# Kitten or young cat wanted - Exeter



## Plymouth Pet Sitters (Jun 22, 2011)

A friend of a friend has recently lost her cat over Rainbow Bridge, so she is wanting to find another to give a home to. Preferably a kitten, but up to 2 years old. Possibly even 2 kittens/cats. She'd prefer indoor cats, or ones that won't wander off too far. She is going on holiday in August and is home on August 13th so isn't looking to have one until after their holiday obviously. Loving family forever home awaits. Please PM me if you have or know of a kitten/cat needing a forever home in the Exeter (or surrounding) area.

Thanks x


----------



## Snippet (Apr 14, 2011)

The RSPCA in Exeter often have younger cats. Here is their website:

Little Valley Animal Shelter


----------



## Plymouth Pet Sitters (Jun 22, 2011)

Cheers will pass that on to her, already told her to contact the CPL too.


----------



## Snippet (Apr 14, 2011)

I've just gone through the cats and there are a lot that are well under 2 years, and 1 very cute ginger and white 10 week old male kitten.


----------



## Plymouth Pet Sitters (Jun 22, 2011)

Yes I've just looked too lol and sent her the link, I'm sure she could find a lovely one from there  :thumbup:


----------

**********

PROBLEM TO SOLVE =
Reproduce the forum thread above on finding a kitten or young cat in Exeter in full, word for word and with no changes.

**********

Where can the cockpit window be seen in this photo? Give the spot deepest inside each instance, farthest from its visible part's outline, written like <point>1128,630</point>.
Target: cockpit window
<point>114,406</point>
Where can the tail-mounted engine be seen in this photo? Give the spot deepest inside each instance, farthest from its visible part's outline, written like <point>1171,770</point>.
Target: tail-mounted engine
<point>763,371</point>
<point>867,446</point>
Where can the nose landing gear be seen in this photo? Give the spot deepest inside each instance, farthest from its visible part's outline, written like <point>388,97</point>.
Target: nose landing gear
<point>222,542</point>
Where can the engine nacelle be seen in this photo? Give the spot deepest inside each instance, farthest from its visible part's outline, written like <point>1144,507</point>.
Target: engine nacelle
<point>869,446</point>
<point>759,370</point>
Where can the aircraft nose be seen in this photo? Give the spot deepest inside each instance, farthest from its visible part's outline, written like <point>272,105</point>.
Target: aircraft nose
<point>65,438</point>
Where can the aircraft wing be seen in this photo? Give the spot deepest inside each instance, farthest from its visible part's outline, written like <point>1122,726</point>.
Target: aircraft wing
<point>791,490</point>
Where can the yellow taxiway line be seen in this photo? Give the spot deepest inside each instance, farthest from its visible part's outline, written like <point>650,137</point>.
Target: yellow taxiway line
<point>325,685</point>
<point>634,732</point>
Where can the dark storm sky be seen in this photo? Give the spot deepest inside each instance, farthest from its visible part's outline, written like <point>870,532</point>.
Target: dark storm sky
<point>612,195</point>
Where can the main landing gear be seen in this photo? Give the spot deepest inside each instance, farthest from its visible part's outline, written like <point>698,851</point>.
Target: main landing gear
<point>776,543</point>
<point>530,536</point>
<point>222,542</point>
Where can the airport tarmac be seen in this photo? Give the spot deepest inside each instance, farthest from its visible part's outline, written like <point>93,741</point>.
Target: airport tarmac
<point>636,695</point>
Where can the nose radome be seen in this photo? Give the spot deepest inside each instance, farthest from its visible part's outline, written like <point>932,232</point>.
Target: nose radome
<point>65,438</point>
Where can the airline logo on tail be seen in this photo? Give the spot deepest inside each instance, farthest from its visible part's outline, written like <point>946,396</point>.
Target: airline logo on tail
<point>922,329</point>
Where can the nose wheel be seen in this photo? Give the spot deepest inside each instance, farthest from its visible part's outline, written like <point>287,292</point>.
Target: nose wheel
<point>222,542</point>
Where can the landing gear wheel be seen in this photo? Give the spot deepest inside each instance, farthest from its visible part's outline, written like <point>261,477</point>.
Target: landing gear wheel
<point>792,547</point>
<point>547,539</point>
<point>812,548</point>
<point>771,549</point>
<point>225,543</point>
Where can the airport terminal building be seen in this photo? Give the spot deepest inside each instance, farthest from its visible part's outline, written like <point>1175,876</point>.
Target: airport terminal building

**********

ANSWER FOR THE TASK =
# Kitten or young cat wanted - Exeter



## Plymouth Pet Sitters (Jun 22, 2011)

A friend of a friend has recently lost her cat over Rainbow Bridge, so she is wanting to find another to give a home to. Preferably a kitten, but up to 2 years old. Possibly even 2 kittens/cats. She'd prefer indoor cats, or ones that won't wander off too far. She is going on holiday in August and is home on August 13th so isn't looking to have one until after their holiday obviously. Loving family forever home awaits. Please PM me if you have or know of a kitten/cat needing a forever home in the Exeter (or surrounding) area.

Thanks x


----------



## Snippet (Apr 14, 2011)

The RSPCA in Exeter often have younger cats. Here is their website:

Little Valley Animal Shelter


----------



## Plymouth Pet Sitters (Jun 22, 2011)

Cheers will pass that on to her, already told her to contact the CPL too.


----------



## Snippet (Apr 14, 2011)

I've just gone through the cats and there are a lot that are well under 2 years, and 1 very cute ginger and white 10 week old male kitten.


----------



## Plymouth Pet Sitters (Jun 22, 2011)

Yes I've just looked too lol and sent her the link, I'm sure she could find a lovely one from there  :thumbup:


----------